You’re sat in your arm chair on the laptop, at your office desk, on your phone. You come across a rather nice looking koi on the World Wide Web. Looking at the koi over and over again, you study the photo. The koi that you initially liked now on closer inspection doesn’t quite float your boat. Something isn’t quite right. What is the koi missing ? You fail to pin point what exactly is stopping you from committing to the koi and making it yours. You start to obsess over what it is that isn’t quite “right” with the koi.
It might not have anything to do with the koi itself, in terms of pattern, body etc. there are other factors at play in a photo that can cause a perfectly good koi to look “odd”. Photographing a koi then loading the image onto your computer only to find that there was a huge bubble on the waters surface, or a ripple in the water causing the koi to look seriously deformed. Not all photos of koi can be perfect, especially when photographing in Japan, I’ve had this happen to me on numerous occasions both here and in Japan.
The koi pictured below is a great example of this. Time photographing in Japan is always limited, especially when you have numerous other breeders to visit on that same day.
A number of people have enquired about this koi since we purchased it back in Autumn. Yet no one has taken the opportunity to make it their own. On discussing this koi with people online, a handful of folk picked up on a few areas that eventually led them to dismiss the koi.
When I got back to the hotel that night and started looking at the photos, I couldn’t pin point what looked strange on the photo. In the flesh the koi was fantastic, in the video it looked great! This photo didn’t do the koi justice at all. I was a bit gutted, as this koi was one the best out the bunch. I soon figured out what didn’t look right. As the photo was taken the gills flared out. Ok, it doesn’t sound like a huge issue. But as an overall impression it causes the head to look slightly deformed. This is the major issue with the photo and caused a handful of people to dismiss it immediately. On viewing the video it’s clear to see that the head and mouth is fine, yet when you see an issue in a photo it can be very hard to convince yourself otherwise, especially after you’ve spent hours studying said koi.

- Your tasks
**a)** Print the koi passage between "The koi pictured" and "dismiss the koi.", inclusive.
**b)** Carry on writing the koi passage, starting after its final sentence.
The items that come next are drawn from a separate source.

- Data records
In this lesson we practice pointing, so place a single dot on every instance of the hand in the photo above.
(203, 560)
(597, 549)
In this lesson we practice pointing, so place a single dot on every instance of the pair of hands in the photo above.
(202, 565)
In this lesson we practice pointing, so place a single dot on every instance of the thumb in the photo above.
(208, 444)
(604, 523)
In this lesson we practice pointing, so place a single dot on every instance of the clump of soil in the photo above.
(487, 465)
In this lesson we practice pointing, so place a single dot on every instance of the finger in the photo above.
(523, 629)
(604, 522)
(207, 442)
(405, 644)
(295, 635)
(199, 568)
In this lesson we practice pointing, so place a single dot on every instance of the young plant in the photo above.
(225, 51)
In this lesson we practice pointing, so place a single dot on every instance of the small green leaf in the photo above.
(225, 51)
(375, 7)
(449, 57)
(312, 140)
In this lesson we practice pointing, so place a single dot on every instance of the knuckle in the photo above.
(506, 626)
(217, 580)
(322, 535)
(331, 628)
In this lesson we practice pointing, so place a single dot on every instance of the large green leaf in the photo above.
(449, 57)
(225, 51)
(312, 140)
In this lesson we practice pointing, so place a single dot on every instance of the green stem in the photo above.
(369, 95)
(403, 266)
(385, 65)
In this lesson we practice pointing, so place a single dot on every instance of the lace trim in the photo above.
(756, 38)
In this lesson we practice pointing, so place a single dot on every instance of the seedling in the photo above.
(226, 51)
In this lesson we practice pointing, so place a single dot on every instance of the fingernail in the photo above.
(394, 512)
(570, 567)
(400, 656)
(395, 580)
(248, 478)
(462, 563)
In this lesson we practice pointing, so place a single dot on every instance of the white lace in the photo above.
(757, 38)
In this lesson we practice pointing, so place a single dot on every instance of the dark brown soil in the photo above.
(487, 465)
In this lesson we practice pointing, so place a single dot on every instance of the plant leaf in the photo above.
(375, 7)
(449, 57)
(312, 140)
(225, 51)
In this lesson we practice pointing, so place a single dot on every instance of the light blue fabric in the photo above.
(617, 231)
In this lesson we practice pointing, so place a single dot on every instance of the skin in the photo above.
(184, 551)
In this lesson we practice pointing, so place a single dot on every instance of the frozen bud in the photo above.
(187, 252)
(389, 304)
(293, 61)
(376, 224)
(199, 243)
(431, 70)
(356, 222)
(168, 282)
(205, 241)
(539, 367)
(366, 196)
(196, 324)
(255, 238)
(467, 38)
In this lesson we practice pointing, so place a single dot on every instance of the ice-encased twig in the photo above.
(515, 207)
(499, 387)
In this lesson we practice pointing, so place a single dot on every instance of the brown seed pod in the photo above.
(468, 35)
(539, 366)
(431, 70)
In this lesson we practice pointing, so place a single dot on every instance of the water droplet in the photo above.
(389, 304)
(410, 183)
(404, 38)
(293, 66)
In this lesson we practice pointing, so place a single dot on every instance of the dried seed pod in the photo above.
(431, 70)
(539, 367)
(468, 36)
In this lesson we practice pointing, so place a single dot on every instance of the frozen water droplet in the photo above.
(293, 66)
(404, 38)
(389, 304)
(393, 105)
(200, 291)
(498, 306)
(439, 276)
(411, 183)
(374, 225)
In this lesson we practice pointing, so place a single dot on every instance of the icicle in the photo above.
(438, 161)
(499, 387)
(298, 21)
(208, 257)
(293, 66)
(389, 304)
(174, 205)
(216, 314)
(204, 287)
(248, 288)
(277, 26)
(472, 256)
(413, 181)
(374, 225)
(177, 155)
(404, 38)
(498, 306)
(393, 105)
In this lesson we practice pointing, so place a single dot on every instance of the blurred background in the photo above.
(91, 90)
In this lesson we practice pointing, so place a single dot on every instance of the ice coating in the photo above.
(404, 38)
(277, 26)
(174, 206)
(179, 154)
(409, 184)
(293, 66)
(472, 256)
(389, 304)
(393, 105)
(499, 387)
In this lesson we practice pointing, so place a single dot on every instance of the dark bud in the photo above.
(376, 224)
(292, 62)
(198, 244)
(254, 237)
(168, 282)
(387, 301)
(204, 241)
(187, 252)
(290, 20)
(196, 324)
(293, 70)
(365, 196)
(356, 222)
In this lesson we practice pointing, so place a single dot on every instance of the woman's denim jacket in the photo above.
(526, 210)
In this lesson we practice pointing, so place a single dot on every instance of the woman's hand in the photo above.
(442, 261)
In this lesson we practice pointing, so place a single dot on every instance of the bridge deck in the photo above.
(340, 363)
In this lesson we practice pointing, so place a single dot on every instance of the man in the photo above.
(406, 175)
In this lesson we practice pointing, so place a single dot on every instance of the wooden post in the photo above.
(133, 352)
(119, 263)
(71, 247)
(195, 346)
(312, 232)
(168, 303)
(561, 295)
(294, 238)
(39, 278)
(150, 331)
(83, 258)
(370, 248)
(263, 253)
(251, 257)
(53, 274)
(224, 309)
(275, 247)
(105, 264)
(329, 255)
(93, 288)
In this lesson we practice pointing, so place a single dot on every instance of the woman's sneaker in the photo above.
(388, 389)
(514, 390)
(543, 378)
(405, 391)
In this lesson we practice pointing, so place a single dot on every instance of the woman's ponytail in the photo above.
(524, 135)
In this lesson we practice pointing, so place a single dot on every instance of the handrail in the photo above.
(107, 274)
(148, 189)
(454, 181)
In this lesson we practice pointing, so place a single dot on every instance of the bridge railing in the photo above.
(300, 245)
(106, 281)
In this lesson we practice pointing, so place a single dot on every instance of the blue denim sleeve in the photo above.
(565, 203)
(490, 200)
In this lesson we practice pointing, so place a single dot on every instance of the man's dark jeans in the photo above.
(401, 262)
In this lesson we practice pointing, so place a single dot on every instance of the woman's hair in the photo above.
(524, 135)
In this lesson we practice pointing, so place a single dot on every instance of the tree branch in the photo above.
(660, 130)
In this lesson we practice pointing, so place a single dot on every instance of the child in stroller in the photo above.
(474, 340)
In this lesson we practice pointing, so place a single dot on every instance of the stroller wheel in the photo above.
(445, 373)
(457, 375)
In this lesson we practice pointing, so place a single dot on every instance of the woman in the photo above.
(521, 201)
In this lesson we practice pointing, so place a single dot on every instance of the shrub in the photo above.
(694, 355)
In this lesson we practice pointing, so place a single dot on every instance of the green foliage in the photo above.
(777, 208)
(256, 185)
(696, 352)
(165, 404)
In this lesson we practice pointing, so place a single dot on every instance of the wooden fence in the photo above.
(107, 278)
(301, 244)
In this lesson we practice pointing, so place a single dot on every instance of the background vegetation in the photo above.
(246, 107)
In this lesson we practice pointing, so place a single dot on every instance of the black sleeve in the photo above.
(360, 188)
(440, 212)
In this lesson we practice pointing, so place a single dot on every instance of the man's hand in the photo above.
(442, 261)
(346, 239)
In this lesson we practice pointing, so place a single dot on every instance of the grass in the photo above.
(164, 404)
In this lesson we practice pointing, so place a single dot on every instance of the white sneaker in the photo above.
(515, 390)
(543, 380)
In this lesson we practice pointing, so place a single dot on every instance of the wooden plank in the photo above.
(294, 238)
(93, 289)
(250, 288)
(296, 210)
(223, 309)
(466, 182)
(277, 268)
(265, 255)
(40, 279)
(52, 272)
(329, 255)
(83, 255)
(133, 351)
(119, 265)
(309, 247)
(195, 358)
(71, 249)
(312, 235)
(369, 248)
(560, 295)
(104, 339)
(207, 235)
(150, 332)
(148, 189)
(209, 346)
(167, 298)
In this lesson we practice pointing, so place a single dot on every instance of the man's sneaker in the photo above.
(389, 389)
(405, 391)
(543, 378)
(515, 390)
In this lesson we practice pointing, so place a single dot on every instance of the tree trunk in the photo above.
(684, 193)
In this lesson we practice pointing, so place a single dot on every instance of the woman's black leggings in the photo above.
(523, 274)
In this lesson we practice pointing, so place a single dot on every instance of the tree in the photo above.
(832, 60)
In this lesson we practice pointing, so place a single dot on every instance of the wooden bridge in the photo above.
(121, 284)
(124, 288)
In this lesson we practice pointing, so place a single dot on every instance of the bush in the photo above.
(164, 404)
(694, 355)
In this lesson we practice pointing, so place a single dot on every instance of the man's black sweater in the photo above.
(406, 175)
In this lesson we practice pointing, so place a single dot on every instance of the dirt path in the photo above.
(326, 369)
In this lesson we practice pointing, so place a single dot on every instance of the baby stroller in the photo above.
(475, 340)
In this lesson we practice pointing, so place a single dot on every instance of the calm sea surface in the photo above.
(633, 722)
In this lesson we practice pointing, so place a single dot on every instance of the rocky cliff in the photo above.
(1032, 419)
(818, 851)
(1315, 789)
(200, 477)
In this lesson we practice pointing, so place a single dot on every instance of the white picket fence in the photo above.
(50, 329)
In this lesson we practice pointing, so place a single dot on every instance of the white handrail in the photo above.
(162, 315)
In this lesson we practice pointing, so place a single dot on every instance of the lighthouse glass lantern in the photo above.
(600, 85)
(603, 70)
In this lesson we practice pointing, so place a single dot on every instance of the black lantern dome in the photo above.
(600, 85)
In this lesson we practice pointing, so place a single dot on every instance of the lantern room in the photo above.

- Exercise responses
**a)**
The koi pictured below is a great example of this. Time photographing in Japan is always limited, especially when you have numerous other breeders to visit on that same day.
A number of people have enquired about this koi since we purchased it back in Autumn. Yet no one has taken the opportunity to make it their own. On discussing this koi with people online, a handful of folk picked up on a few areas that eventually led them to dismiss the koi.

**b)**
Another comment I had from a few people was about the sumi quality. The distinct lack of Motoguro in the pectoral fins and the area of sumi towards the rear (circled) did not fill people with confidence. I had comments such as “that type of sumi will never develop”, “very high risk”, “will always be underlying sumi” and someone even said “Isa sumi never goes black”. What the normal front on photo failed to show was the hint of extremely good quality sumi lower down the koi, you can just about make it out when zoomed in. Also, the Motoguro was so tight to the ball joint in the pec, those flared gills covered it up!
So what did I do ? Well. I had to wait till the koi was back in the UK, properly settled in and have another go at getting a photograph. Nearly 3 months after the initial photo in Japan, I was finally able to get THE photo. The Sumi has developed wonderfully too!
As mentioned in previous posts, Koi need patience. Koi need a chance.
Moral of the story ?
Photos CAN lie.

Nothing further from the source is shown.